SET EXERCISE: Update the rows from the line that contains "If you could point at the glass pane" through the end of the rows, replacing "most obliged" with "grateful" and keeping everything else the same. Leave the pictures out of your answer.

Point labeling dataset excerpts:
▼
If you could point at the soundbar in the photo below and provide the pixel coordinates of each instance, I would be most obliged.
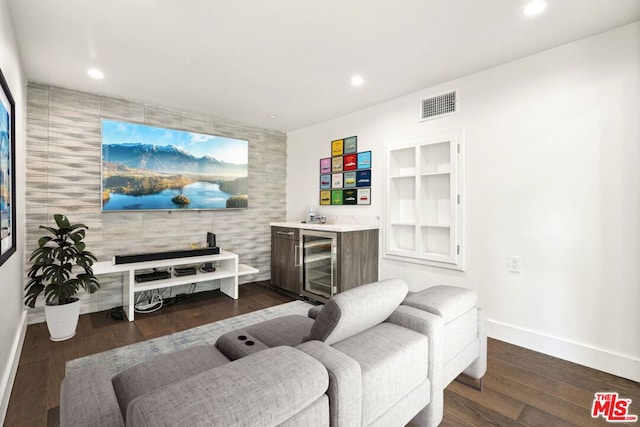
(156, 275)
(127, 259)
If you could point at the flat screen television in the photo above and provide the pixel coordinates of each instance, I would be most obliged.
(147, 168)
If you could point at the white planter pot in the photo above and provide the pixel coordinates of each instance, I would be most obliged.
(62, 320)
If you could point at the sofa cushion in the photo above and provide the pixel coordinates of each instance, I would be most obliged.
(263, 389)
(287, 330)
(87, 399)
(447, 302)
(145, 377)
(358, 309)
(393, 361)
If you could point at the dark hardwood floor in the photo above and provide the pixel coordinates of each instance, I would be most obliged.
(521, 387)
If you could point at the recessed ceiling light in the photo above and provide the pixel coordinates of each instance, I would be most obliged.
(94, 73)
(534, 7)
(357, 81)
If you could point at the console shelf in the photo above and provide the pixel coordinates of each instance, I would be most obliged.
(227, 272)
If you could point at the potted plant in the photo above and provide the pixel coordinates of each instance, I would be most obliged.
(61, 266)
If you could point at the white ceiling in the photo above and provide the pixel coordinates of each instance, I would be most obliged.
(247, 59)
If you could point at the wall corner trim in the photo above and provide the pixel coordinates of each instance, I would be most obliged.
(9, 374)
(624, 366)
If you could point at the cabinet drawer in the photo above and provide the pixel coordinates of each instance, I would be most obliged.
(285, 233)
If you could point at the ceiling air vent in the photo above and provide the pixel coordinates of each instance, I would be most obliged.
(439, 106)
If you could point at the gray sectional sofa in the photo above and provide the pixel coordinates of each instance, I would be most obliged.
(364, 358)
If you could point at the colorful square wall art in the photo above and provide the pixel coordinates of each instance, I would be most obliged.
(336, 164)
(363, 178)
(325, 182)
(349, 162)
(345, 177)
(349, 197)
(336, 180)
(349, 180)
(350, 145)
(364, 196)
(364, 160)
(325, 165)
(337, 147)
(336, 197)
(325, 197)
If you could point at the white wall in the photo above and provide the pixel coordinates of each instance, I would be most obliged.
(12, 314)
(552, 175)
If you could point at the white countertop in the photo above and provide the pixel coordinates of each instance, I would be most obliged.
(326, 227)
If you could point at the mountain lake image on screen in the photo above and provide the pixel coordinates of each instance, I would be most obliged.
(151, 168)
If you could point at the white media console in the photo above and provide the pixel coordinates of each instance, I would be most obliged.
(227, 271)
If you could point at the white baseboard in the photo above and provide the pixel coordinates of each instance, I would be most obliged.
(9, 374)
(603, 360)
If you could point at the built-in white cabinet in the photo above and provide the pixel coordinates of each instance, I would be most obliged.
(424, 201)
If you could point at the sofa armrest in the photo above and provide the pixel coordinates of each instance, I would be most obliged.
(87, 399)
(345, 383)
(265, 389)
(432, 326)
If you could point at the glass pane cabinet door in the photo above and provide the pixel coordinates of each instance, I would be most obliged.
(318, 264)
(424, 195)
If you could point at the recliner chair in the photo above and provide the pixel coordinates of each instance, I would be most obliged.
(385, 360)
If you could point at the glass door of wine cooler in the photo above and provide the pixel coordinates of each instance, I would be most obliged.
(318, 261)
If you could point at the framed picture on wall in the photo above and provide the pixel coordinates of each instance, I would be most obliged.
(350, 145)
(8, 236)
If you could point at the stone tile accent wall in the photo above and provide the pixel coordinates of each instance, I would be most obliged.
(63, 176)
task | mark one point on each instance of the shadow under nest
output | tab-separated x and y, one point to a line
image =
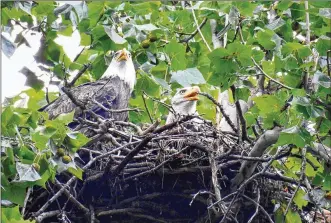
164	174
▲
RESULT FOR THIS EXERCISE:
If you could point at the glass pane cabinet door in the photo above and provide the pixel coordinates of each instance, I would be grateful.
(318, 264)
(424, 195)
If you could point at the recliner chair in the photo above and provide the pixel coordinates of each instance, I would be grateful.
(385, 360)
If you could point at the glass door of wine cooler in the photo above and provide the pixel coordinates of each instance, I would be grateful.
(318, 261)
If you could point at the framed picture on wall in the photo above and provide the pixel coordinates of each instance, I would be grateful.
(350, 145)
(8, 236)
If you could point at the stone tile accent wall in the photo above and provide the pixel coordinates of each instance, I would be grateful.
(63, 176)
task | mark one point on each instance of the shadow under nest
output | tab-separated x and y, one point to a line
image =
164	174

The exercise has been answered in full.